Only lines holding the string "pole" are wanted; copy each one from the material.
══════
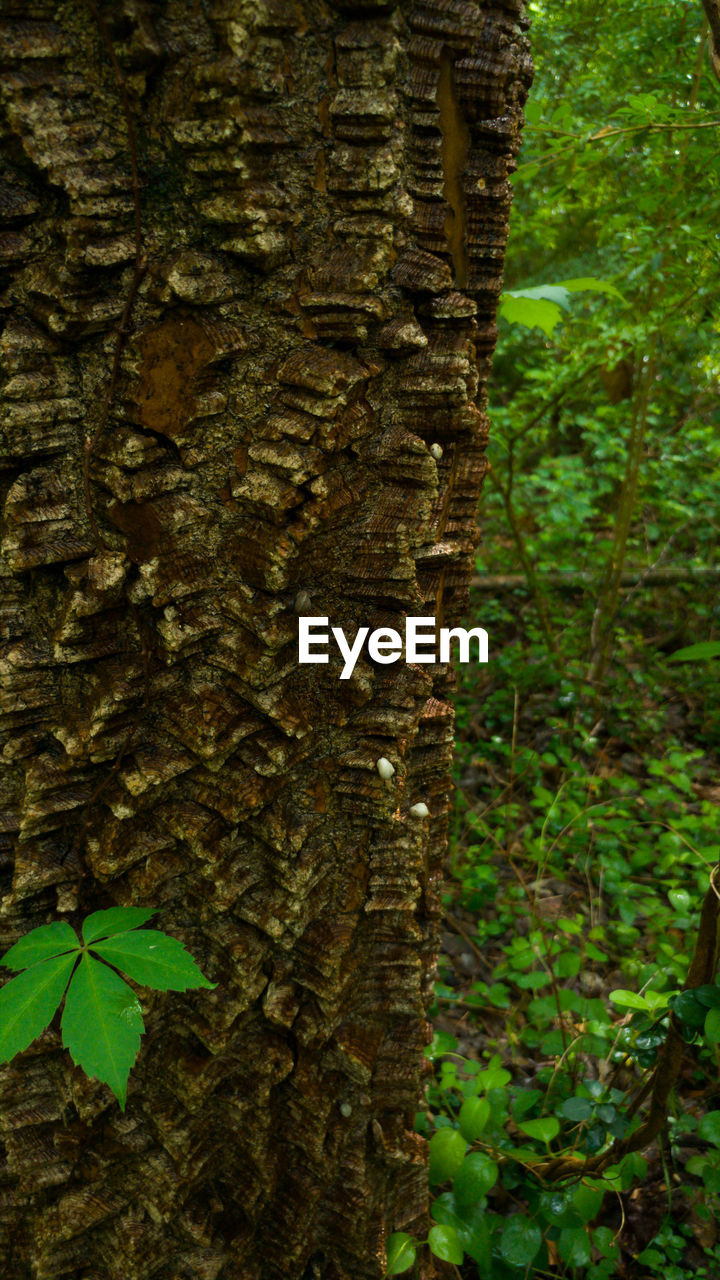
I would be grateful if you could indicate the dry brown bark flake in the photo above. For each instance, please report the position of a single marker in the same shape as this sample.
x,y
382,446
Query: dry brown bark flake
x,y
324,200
══════
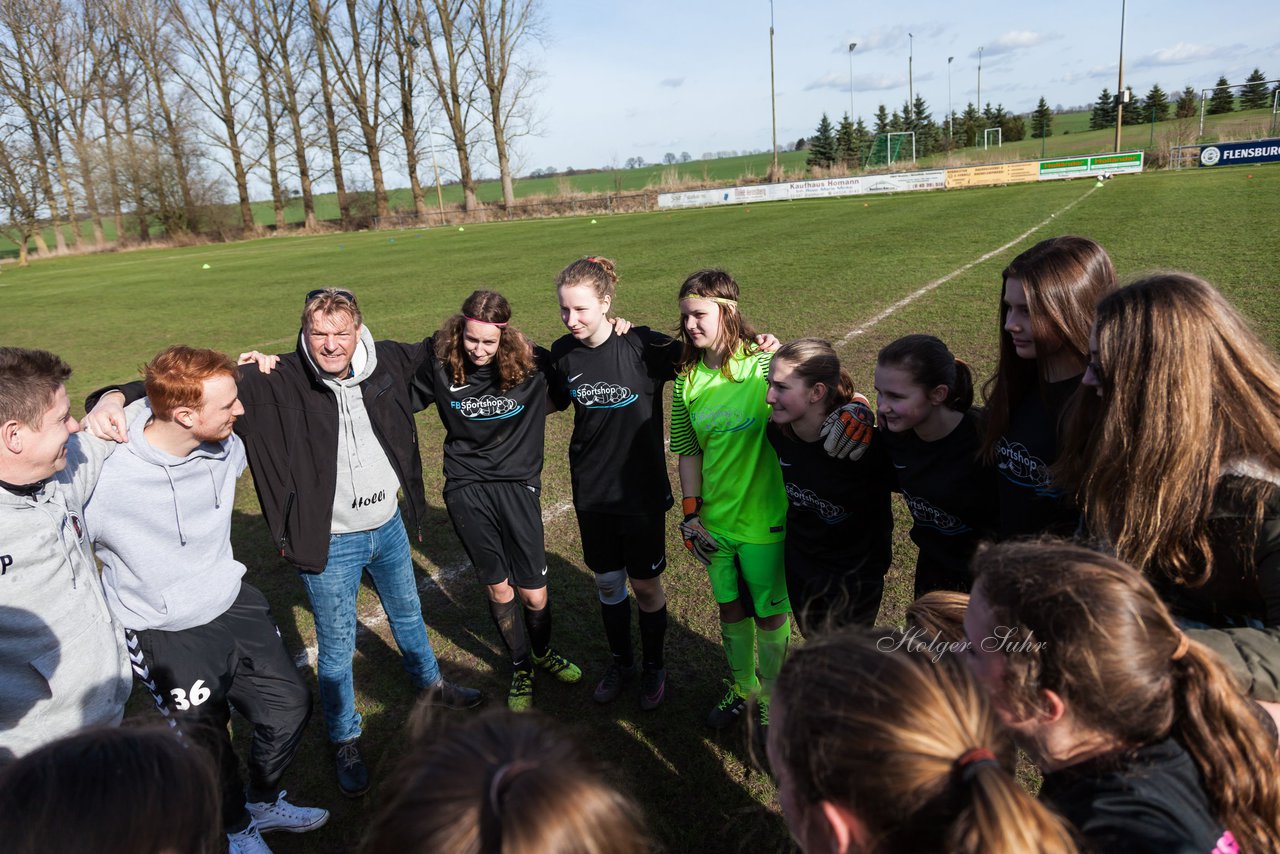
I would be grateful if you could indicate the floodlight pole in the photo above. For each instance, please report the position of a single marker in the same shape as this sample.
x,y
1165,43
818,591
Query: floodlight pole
══════
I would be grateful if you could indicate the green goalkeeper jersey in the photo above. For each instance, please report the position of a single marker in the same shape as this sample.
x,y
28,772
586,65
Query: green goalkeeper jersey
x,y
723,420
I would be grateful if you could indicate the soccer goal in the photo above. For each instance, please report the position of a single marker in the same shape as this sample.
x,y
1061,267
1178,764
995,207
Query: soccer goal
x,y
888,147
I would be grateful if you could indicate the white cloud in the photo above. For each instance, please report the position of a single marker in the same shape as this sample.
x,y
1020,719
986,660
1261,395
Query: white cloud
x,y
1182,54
══════
◆ **SOLUTION TO THE EXERCISE**
I would be grateful if you could indicate the floodlight pole in the photo above. For each instance, please report the position of a single marker in the same shape as this sample.
Query: floodlight pole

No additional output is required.